■ Data excerpts
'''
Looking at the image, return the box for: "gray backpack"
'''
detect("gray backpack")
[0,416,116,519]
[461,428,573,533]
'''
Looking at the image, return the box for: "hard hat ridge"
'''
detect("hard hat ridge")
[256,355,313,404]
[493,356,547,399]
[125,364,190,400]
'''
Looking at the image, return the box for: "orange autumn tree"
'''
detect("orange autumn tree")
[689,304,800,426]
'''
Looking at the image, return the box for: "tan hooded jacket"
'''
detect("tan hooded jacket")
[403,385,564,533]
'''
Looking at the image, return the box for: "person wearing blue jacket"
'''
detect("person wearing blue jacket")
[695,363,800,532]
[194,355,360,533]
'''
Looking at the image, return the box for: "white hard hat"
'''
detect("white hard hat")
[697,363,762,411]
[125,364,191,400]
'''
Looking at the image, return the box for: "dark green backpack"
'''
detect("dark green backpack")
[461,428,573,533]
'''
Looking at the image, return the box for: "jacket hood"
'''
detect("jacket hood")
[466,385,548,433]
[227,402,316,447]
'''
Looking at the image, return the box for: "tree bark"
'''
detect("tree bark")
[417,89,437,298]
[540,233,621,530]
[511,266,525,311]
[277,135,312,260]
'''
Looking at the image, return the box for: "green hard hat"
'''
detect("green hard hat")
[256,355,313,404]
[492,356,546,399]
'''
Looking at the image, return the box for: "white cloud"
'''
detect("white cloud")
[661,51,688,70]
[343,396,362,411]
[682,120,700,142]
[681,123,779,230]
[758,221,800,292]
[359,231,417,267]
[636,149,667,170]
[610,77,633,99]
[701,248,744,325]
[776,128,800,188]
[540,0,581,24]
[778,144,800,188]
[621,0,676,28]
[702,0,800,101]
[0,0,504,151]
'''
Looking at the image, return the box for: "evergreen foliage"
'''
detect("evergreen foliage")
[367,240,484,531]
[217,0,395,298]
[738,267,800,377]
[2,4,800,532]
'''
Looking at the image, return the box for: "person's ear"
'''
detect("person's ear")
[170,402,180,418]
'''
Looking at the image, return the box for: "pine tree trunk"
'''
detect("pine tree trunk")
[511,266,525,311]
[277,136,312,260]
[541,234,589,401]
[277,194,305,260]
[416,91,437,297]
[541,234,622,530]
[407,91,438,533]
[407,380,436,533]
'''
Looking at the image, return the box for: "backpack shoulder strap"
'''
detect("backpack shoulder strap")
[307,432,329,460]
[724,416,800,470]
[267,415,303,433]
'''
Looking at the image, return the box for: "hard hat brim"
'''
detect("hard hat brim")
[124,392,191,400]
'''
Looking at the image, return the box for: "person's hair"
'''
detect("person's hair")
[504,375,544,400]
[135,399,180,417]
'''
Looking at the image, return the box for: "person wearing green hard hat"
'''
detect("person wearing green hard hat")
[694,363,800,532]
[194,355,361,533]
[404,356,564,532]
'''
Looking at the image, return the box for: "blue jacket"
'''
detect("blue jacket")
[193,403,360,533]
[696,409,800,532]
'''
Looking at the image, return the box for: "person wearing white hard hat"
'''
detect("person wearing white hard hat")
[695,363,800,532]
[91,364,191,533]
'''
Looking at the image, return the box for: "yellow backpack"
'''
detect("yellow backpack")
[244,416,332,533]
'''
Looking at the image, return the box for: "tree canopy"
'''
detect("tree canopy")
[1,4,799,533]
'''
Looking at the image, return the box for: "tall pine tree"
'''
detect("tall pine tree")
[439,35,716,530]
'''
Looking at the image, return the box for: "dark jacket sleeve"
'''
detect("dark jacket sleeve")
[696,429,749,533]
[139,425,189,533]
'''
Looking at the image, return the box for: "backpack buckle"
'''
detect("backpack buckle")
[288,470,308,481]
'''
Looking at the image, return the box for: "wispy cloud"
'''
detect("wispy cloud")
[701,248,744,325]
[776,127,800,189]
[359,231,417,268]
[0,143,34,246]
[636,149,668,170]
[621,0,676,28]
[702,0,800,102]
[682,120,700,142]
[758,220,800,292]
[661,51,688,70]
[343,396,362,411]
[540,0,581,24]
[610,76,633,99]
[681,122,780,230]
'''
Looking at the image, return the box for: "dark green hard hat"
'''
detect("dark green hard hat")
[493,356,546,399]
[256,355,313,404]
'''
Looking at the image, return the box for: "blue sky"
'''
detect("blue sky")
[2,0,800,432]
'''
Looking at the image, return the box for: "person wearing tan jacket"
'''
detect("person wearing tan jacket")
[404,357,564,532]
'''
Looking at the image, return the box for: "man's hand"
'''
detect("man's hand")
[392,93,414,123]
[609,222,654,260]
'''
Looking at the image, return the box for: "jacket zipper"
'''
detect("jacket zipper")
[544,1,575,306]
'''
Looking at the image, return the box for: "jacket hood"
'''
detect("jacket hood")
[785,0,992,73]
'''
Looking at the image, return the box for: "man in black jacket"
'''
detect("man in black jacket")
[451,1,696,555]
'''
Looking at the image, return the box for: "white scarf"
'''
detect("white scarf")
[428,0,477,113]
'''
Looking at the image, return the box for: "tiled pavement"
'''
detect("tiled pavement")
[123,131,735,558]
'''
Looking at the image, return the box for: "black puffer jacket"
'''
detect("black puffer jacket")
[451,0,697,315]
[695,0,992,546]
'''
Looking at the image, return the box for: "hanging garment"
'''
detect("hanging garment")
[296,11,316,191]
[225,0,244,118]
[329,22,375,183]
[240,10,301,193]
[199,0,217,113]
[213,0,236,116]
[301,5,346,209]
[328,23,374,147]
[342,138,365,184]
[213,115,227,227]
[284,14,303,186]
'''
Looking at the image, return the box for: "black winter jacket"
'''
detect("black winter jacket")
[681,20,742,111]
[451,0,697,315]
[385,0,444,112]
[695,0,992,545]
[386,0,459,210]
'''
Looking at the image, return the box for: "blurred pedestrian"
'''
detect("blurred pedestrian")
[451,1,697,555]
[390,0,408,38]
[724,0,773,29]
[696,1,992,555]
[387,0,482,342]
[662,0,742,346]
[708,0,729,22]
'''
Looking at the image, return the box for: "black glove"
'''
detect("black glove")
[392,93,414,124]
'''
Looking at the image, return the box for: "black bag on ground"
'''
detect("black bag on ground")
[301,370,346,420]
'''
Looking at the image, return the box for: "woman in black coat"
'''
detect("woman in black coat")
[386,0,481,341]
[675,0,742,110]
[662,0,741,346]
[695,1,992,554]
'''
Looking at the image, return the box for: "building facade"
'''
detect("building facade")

■ Exercise
Out of the records above, pull the lines that include the word "building".

■ Result of this exercise
Looking at the image, return the box for: "building facade"
detect("building facade")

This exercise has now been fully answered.